What is asked: Collect every line in the items that contains the word "light". Case counts.

-- start of Record list --

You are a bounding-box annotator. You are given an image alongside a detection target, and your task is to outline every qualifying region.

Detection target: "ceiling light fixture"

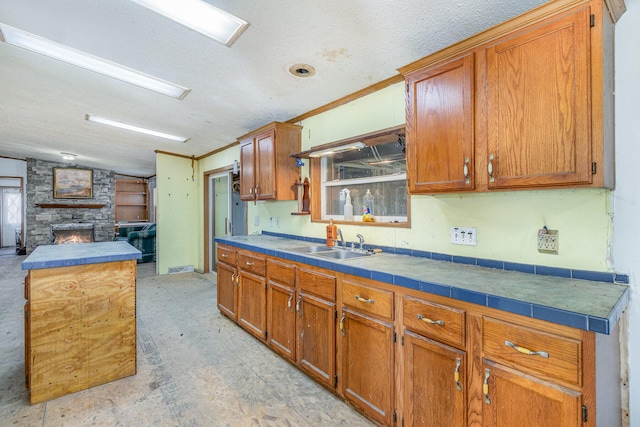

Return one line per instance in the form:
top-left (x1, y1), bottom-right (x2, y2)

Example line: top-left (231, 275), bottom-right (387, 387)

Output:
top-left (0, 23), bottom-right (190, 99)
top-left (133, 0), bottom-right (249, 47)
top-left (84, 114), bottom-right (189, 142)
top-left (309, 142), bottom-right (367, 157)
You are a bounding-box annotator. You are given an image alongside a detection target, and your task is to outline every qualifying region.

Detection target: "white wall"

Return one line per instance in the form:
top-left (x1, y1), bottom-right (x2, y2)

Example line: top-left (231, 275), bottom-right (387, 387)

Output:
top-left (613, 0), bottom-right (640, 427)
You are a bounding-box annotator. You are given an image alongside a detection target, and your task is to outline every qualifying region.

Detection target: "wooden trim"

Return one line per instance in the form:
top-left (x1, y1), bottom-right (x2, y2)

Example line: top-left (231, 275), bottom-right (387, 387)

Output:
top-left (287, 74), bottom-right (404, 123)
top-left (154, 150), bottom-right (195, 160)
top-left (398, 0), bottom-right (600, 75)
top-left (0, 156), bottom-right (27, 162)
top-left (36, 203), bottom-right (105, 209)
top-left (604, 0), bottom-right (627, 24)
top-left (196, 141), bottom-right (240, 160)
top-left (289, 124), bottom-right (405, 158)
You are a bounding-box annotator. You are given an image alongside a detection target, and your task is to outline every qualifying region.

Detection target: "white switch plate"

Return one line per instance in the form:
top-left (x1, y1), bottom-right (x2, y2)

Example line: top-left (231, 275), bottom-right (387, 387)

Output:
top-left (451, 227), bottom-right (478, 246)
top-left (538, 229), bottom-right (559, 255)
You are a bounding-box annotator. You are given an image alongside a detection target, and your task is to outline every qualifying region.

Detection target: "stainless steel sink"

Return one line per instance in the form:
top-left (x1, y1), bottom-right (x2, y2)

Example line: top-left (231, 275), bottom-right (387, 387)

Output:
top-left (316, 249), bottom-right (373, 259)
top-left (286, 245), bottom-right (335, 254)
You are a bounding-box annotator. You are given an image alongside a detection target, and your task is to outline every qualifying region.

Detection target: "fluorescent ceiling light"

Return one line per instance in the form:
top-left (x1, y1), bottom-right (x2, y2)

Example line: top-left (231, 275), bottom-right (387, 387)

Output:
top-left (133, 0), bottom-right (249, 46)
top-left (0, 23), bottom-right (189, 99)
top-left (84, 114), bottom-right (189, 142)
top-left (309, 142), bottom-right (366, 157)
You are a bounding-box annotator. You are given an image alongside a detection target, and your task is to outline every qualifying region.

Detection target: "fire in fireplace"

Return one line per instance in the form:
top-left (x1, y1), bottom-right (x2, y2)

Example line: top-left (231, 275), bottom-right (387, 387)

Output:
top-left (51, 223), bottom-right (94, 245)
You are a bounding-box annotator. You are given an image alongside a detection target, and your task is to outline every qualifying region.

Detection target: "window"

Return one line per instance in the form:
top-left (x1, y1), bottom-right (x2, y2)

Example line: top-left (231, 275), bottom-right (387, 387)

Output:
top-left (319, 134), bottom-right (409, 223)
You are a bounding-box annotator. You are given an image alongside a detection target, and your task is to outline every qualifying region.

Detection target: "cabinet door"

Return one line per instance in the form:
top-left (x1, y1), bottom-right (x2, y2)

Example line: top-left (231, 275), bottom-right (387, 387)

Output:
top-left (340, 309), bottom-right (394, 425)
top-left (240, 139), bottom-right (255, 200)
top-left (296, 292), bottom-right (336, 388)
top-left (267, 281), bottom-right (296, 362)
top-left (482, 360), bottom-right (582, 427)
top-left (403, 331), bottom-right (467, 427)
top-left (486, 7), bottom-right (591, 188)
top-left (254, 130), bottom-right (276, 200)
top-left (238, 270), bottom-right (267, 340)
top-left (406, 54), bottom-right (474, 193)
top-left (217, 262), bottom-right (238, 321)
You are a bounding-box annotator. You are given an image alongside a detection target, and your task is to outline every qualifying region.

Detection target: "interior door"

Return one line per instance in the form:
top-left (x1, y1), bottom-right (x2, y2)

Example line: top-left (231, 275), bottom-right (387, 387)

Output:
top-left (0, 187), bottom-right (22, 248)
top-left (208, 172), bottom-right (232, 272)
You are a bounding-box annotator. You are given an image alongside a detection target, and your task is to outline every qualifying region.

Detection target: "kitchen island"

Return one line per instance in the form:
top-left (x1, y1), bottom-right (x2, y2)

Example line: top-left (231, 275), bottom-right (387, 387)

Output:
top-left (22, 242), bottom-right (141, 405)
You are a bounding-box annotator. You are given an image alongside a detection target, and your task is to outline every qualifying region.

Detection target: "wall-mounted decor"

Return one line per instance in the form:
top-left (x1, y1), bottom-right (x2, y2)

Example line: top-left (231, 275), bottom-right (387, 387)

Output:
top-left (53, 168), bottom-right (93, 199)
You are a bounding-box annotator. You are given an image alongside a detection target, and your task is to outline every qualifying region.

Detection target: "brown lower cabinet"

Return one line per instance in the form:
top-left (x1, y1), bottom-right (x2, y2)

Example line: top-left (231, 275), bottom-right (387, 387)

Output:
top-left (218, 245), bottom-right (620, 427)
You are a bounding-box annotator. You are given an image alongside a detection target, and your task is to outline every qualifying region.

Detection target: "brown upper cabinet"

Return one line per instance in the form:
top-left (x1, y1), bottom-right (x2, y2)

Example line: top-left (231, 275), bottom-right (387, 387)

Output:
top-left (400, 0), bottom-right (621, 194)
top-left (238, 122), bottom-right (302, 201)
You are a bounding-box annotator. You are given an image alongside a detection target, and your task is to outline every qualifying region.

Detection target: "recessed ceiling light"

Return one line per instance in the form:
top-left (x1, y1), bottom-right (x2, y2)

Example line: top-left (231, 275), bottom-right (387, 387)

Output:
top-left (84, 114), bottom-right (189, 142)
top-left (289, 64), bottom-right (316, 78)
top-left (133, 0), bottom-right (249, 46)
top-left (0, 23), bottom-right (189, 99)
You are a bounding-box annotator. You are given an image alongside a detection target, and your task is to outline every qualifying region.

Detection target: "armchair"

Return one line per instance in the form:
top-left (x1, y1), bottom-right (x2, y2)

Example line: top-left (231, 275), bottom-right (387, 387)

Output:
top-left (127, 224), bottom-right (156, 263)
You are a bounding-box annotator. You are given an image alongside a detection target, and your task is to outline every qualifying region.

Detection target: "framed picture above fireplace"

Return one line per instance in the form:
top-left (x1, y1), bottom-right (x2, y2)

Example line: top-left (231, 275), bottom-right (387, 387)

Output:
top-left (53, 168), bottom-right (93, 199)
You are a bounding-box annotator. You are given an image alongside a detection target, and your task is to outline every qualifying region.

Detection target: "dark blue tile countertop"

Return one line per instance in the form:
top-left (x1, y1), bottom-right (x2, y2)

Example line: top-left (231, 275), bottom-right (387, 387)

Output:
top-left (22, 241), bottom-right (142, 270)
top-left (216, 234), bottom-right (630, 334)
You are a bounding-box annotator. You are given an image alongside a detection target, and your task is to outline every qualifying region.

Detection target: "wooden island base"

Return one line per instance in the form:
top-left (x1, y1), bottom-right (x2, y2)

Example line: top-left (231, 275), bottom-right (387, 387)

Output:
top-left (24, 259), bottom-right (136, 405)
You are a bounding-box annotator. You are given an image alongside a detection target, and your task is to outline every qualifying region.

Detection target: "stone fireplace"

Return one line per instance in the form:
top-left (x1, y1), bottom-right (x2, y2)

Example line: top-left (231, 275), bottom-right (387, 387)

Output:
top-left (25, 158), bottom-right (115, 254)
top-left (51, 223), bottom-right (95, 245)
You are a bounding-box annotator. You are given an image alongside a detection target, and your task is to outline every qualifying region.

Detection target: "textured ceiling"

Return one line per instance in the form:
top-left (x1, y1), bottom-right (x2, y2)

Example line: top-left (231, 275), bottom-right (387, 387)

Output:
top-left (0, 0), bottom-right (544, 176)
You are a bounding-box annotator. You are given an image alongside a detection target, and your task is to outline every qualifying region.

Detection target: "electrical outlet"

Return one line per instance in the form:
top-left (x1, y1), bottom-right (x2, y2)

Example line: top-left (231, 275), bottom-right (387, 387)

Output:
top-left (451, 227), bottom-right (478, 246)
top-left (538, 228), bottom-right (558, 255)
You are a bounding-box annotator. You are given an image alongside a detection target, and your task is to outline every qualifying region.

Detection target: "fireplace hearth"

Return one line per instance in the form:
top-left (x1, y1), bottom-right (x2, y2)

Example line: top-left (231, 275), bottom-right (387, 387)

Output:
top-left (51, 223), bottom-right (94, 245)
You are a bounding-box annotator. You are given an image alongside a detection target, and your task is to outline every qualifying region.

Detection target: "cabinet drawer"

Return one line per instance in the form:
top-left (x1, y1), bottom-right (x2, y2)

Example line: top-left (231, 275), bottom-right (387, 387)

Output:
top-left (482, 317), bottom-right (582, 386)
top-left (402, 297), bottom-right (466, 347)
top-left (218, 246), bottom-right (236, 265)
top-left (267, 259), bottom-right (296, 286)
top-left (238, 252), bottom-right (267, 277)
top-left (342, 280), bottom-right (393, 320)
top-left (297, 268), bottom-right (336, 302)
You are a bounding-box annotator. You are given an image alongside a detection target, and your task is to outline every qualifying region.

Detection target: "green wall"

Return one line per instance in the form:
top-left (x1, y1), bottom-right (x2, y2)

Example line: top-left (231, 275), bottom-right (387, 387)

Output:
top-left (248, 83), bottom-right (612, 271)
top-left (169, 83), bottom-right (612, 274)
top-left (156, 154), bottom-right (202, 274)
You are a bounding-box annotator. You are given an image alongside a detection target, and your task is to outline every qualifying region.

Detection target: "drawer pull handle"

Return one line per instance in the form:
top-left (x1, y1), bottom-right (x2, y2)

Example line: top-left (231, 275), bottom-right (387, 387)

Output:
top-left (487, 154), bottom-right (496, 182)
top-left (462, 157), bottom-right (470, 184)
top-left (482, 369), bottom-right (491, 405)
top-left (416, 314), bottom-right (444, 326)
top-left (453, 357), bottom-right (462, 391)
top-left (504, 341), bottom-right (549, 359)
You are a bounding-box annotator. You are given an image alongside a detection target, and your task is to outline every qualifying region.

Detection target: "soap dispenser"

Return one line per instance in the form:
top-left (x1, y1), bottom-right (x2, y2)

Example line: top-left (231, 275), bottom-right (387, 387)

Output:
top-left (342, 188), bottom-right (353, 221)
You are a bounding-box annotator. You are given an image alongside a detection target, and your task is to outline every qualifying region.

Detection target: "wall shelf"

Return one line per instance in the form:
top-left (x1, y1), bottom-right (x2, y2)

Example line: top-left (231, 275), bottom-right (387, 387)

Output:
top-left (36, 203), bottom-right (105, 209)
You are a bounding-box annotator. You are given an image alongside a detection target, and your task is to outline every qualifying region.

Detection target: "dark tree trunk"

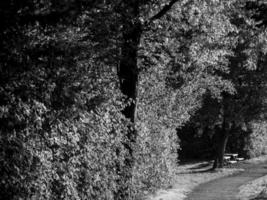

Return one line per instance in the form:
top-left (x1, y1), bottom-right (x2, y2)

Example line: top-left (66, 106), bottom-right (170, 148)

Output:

-- end of Record list --
-- start of Record list --

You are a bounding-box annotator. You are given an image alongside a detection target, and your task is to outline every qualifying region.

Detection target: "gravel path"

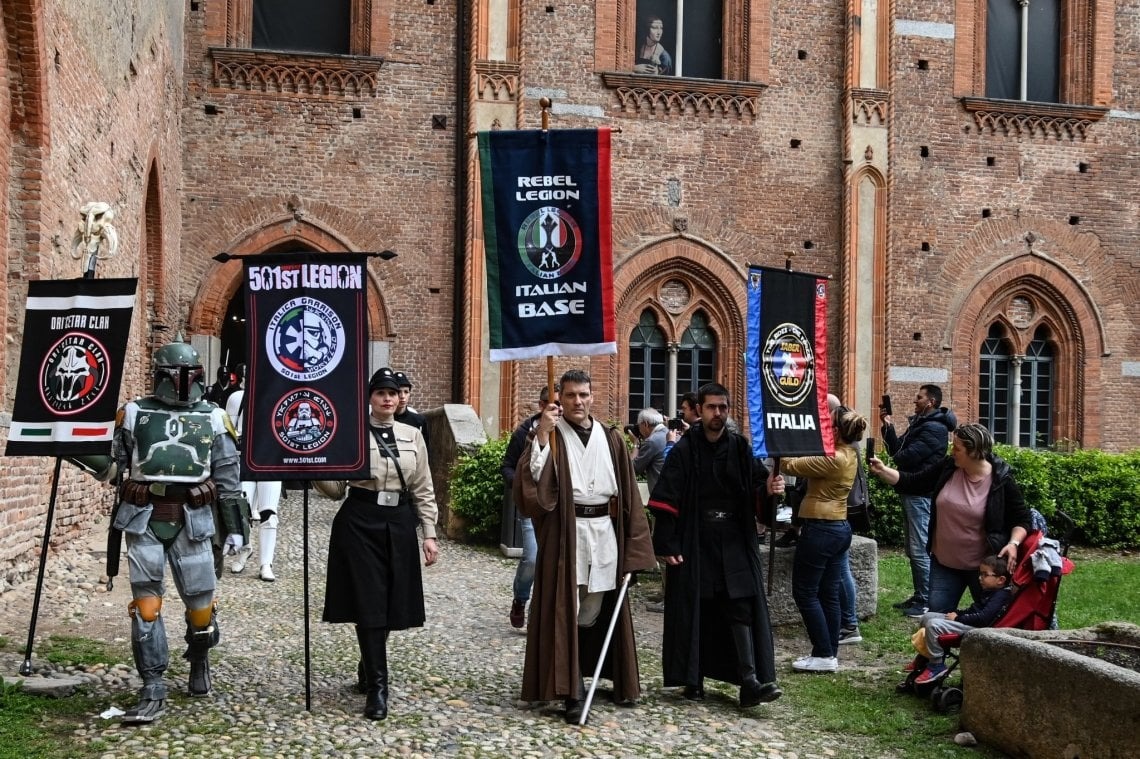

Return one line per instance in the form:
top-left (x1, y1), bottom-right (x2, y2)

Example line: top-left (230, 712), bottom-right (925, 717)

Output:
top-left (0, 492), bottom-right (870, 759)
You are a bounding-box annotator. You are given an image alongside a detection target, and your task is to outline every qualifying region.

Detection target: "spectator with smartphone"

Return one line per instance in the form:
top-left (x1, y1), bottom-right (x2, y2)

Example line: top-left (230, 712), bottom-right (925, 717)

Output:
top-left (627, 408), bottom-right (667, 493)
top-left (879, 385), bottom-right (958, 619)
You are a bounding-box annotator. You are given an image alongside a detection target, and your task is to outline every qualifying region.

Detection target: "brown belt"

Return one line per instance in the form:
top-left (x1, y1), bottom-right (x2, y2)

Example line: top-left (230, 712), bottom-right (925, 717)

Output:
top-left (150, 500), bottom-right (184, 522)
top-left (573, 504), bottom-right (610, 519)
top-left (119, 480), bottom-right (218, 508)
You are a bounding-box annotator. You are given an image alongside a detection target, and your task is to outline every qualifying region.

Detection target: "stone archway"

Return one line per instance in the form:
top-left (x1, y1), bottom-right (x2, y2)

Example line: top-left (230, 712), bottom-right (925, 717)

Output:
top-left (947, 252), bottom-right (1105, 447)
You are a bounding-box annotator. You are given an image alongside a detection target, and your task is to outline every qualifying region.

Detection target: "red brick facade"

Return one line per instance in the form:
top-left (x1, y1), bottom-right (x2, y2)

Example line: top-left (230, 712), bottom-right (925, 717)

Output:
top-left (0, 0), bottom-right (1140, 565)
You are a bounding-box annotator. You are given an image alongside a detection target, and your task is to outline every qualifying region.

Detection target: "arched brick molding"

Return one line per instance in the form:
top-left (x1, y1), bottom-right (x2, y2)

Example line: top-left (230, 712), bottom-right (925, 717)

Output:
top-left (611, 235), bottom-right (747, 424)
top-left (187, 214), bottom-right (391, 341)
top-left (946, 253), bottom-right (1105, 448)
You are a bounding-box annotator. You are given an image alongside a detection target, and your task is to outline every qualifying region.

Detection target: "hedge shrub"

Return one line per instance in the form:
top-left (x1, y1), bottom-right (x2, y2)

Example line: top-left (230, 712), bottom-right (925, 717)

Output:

-- end of Record list --

Reply to the exercise:
Detection target: "ceiling light fixture"
Detection target: "fluorescent ceiling light"
Detection target: "recessed ceiling light"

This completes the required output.